Go over the entries and report the lines where the word "below" occurs.
_ _ _ _ _ _ _
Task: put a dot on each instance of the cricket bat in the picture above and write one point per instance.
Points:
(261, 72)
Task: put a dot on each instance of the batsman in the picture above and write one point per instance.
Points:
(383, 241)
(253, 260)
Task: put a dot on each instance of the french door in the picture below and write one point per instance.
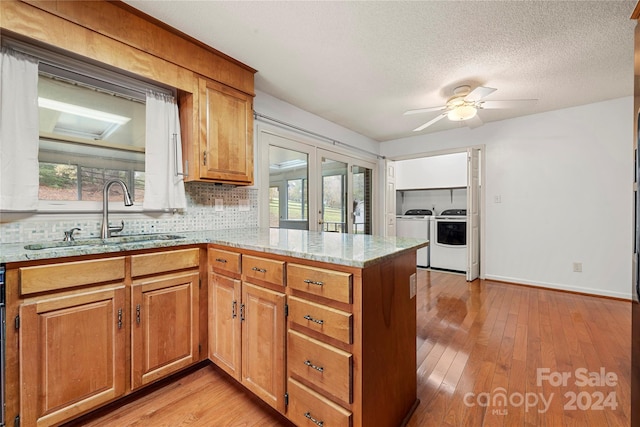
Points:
(314, 189)
(346, 194)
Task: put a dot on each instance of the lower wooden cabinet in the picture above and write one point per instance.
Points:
(75, 322)
(164, 325)
(247, 335)
(72, 354)
(263, 326)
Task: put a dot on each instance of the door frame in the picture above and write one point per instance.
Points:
(351, 162)
(267, 133)
(481, 196)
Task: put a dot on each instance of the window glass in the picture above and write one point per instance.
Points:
(88, 135)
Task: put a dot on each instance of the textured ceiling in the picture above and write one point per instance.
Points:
(361, 64)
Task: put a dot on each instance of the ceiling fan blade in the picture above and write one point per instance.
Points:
(479, 93)
(508, 103)
(430, 122)
(424, 110)
(474, 122)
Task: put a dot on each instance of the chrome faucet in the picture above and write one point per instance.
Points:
(106, 230)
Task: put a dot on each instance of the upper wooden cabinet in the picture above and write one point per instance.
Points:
(215, 91)
(223, 148)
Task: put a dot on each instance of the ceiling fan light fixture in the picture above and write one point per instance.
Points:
(462, 112)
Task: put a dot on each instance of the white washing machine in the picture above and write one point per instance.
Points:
(449, 240)
(416, 223)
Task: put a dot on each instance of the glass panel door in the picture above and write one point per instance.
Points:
(333, 210)
(362, 179)
(288, 188)
(346, 204)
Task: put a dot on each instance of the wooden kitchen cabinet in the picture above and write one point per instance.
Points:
(247, 322)
(164, 314)
(72, 353)
(263, 349)
(165, 332)
(223, 151)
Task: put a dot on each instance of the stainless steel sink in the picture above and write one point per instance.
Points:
(119, 240)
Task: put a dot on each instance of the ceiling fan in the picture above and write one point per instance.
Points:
(464, 106)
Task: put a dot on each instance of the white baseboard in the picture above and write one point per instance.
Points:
(561, 287)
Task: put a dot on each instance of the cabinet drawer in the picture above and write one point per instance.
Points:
(160, 262)
(268, 270)
(317, 363)
(320, 318)
(334, 285)
(224, 260)
(43, 278)
(309, 409)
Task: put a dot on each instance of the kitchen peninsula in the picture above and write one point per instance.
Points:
(321, 326)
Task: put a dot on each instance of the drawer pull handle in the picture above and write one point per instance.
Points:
(311, 365)
(317, 422)
(318, 321)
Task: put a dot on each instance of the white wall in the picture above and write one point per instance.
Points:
(565, 182)
(444, 171)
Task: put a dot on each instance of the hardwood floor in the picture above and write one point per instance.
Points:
(477, 343)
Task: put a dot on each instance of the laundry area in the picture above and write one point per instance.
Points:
(431, 203)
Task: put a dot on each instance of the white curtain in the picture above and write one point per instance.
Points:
(19, 132)
(164, 184)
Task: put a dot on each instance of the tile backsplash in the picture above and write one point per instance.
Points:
(199, 215)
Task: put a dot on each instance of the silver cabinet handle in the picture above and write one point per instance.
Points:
(318, 321)
(317, 422)
(311, 365)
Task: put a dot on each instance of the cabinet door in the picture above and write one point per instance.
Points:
(72, 354)
(164, 312)
(226, 124)
(224, 323)
(263, 337)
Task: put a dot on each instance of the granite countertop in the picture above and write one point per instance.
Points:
(344, 249)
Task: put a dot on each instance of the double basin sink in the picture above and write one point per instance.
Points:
(119, 240)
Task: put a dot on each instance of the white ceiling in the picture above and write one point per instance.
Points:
(361, 64)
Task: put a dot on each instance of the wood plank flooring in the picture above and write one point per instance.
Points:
(478, 344)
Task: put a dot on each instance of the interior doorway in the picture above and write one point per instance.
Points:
(445, 189)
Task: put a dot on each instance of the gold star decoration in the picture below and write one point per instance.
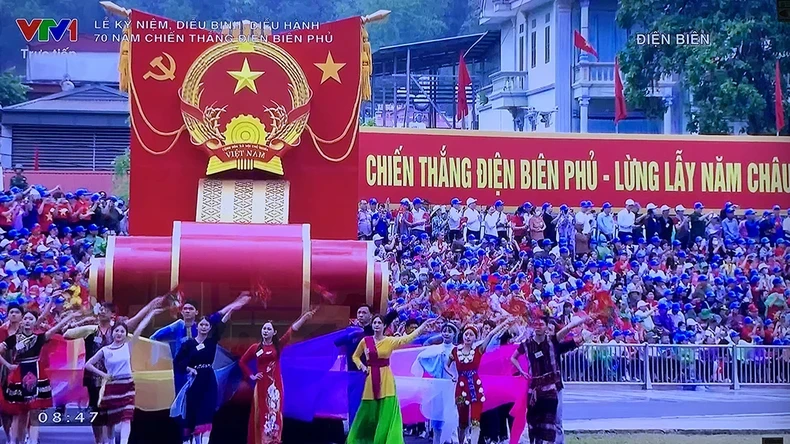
_ _ _ _ _ _ _
_Output_
Task: put a dot on each instance of the french door in the picture below and write one point per instance.
Task: put a dot on each instance of the gold star decoration in the picture below and write one point per instance.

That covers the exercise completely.